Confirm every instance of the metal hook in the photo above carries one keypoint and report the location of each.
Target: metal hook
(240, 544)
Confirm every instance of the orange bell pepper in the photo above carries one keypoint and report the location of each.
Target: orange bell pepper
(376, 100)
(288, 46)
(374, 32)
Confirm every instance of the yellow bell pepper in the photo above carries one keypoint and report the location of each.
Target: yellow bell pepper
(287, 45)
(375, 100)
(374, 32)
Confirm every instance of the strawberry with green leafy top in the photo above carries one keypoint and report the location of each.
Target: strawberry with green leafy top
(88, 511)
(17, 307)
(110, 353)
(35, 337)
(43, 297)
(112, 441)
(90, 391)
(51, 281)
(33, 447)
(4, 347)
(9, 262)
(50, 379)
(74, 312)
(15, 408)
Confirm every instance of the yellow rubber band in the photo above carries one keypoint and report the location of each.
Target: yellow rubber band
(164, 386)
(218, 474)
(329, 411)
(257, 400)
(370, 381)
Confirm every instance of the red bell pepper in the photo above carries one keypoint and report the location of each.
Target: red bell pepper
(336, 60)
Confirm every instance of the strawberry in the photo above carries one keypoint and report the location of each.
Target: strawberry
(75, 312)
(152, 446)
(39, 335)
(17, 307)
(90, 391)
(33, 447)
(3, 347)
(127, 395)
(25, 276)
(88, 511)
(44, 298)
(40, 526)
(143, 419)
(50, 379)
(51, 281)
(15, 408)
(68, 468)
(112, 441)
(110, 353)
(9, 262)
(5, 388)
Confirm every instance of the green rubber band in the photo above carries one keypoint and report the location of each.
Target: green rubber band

________________

What the exercise asks:
Reproduce all of the material above word for word, from its first line through its last.

The answer:
Confirm every instance of the metal hook in the photo above carries one keypoint and report the location of each.
Target: metal hook
(240, 544)
Confirm every instance of the orange bell pepper in the photo above carries one keypoint and report the location of each.
Target: orange bell pepper
(376, 100)
(288, 46)
(374, 32)
Confirm every instance of the yellow bell pepper in the photo above carries one keypoint and report the location of each.
Target: yellow bell pepper
(287, 45)
(375, 100)
(374, 32)
Confirm every instance of the strawberry with green leafy top in the photo above carries one keypoint and report the location of each.
Target: strawberry with green leafy top
(88, 511)
(17, 307)
(110, 353)
(35, 337)
(43, 297)
(112, 441)
(90, 391)
(51, 281)
(33, 447)
(4, 347)
(9, 262)
(50, 379)
(74, 312)
(15, 408)
Confirm every instance of the yellow rubber band in the photo above carries one keypoint and report the location of each.
Target: yellow rubber band
(164, 386)
(218, 474)
(329, 411)
(257, 400)
(370, 381)
Confirm every instance of the red bell pepper in the photo above carries one keypoint and report the location of each.
Target: red bell pepper
(336, 60)
Confirm every instance of the strawberry in the photo above carries one keypoint and report the location of each.
Target: strawberry
(75, 312)
(152, 446)
(39, 335)
(17, 307)
(90, 391)
(33, 447)
(3, 347)
(127, 395)
(25, 276)
(88, 511)
(44, 298)
(40, 526)
(143, 419)
(50, 379)
(51, 281)
(15, 408)
(68, 468)
(112, 441)
(110, 353)
(9, 262)
(5, 388)
Confirm every instance of the green rubber band in the photo above carries one keypoint and report the location of each.
Target: green rubber band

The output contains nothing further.